§ Task requirements: Edit the items below so that every occurrence of "Object Detection API" reads "Object Localization API". Keep all other text the same.

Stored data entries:
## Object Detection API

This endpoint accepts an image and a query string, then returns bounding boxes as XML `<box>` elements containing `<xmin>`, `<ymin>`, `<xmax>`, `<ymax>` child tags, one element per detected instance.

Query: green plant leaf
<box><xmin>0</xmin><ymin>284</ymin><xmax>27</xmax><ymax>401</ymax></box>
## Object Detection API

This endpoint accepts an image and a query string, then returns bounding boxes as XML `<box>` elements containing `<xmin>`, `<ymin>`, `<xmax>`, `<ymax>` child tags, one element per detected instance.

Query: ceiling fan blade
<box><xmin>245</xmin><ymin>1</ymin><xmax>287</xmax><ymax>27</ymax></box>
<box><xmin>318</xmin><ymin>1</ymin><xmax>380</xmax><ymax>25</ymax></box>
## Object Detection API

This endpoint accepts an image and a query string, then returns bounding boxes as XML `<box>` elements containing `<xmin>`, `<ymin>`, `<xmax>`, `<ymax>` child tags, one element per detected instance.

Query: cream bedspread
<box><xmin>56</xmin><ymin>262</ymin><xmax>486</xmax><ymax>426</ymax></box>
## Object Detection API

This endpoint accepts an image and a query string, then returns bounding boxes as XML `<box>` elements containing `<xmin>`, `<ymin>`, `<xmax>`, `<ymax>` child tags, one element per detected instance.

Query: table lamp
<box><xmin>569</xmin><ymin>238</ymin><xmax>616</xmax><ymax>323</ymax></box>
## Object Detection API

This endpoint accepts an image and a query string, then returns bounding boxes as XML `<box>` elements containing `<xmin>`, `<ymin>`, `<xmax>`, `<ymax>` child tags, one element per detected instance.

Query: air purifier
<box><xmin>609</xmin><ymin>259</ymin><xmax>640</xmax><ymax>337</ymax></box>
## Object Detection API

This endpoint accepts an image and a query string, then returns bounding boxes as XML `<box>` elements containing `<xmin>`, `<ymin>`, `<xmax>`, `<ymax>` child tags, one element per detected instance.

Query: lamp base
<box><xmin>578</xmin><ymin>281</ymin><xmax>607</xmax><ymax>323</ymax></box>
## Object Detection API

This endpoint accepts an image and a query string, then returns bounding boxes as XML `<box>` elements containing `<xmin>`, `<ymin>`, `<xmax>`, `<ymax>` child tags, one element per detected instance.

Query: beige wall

§ Solution:
## Object Localization API

This endpoint accepts an image and a query string, then returns bounding boxes as XML `<box>` elements containing `<xmin>`, `<ymin>`, `<xmax>`, `<ymax>` child tags, one element per detected instance.

Query: green plant leaf
<box><xmin>0</xmin><ymin>284</ymin><xmax>27</xmax><ymax>401</ymax></box>
## Object Localization API

This endpoint accepts an image and a query string, then returns bounding boxes as XML `<box>` elements containing `<xmin>`, `<ymin>`, `<xmax>`, `<ymax>` child tags, one element per detected instance.

Query: ceiling fan blade
<box><xmin>245</xmin><ymin>1</ymin><xmax>287</xmax><ymax>27</ymax></box>
<box><xmin>318</xmin><ymin>1</ymin><xmax>380</xmax><ymax>25</ymax></box>
## Object Localization API

This endpoint accepts an image and a query string, then returns bounding boxes as XML `<box>` elements containing `<xmin>`, `<ymin>`, `<xmax>`, `<ymax>` child tags, one element per detected instance.

Query: cream bedspread
<box><xmin>56</xmin><ymin>262</ymin><xmax>486</xmax><ymax>426</ymax></box>
## Object Localization API

This endpoint accepts an image and a query string, then returns bounding boxes as XML `<box>` elements containing `<xmin>`, `<ymin>`, `<xmax>`, `<ymax>` child tags, one element per detected instance.

Query: table lamp
<box><xmin>569</xmin><ymin>238</ymin><xmax>616</xmax><ymax>323</ymax></box>
## Object Localization API

This endpoint accepts an image and a query string, then returns bounding boxes as XML `<box>` elements containing `<xmin>`, `<ymin>`, `<xmax>`, `<ymax>` child tags, one element per detected instance.

Query: air purifier
<box><xmin>609</xmin><ymin>259</ymin><xmax>640</xmax><ymax>337</ymax></box>
## Object Localization API

This endpoint accepts an image and a query string, then returns bounding boxes as XML `<box>` elements containing `<xmin>`, `<ymin>`, `<xmax>`, `<ymax>` child tags, one element per detected instance.

Query: lamp base
<box><xmin>578</xmin><ymin>281</ymin><xmax>607</xmax><ymax>323</ymax></box>
## Object Localization API

This endpoint accepts an image and a query string, then returns bounding boxes as XML `<box>` elements containing `<xmin>`, `<ymin>`, `<xmax>`, `<ymax>` child tags, one element per detected instance.

Query: beige wall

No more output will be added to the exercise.